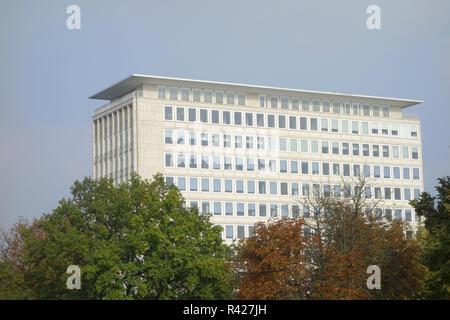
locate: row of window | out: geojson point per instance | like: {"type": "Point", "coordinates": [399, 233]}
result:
{"type": "Point", "coordinates": [284, 144]}
{"type": "Point", "coordinates": [275, 102]}
{"type": "Point", "coordinates": [284, 188]}
{"type": "Point", "coordinates": [275, 210]}
{"type": "Point", "coordinates": [193, 161]}
{"type": "Point", "coordinates": [263, 120]}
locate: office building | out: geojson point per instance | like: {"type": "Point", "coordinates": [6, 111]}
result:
{"type": "Point", "coordinates": [245, 153]}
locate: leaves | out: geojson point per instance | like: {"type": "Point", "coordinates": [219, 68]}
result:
{"type": "Point", "coordinates": [133, 241]}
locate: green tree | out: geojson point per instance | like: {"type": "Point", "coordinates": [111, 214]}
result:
{"type": "Point", "coordinates": [131, 241]}
{"type": "Point", "coordinates": [436, 211]}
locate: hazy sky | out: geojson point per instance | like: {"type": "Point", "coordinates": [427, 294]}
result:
{"type": "Point", "coordinates": [47, 72]}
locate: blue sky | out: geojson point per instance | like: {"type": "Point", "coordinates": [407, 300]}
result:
{"type": "Point", "coordinates": [48, 72]}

—————

Only the wording of the records is wanted: copy it all exactly and omit the pictures.

• _Solution to the exercise_
locate: row of window | out: geojson point per instance | like: {"type": "Point", "coordinates": [399, 233]}
result:
{"type": "Point", "coordinates": [284, 144]}
{"type": "Point", "coordinates": [275, 102]}
{"type": "Point", "coordinates": [284, 188]}
{"type": "Point", "coordinates": [275, 210]}
{"type": "Point", "coordinates": [193, 161]}
{"type": "Point", "coordinates": [263, 120]}
locate: office building | out: geojson point per instance | like: {"type": "Point", "coordinates": [6, 111]}
result:
{"type": "Point", "coordinates": [245, 153]}
locate: leaves | out: geojson point per instance | like: {"type": "Point", "coordinates": [219, 68]}
result:
{"type": "Point", "coordinates": [133, 241]}
locate: green tree | out: geojson point per instance | like: {"type": "Point", "coordinates": [111, 214]}
result:
{"type": "Point", "coordinates": [131, 241]}
{"type": "Point", "coordinates": [436, 211]}
locate: hazy sky | out: geojson point per instance | like: {"type": "Point", "coordinates": [427, 294]}
result:
{"type": "Point", "coordinates": [47, 72]}
locate: blue sky | out: geojson point per instance | like: {"type": "Point", "coordinates": [407, 300]}
result:
{"type": "Point", "coordinates": [48, 72]}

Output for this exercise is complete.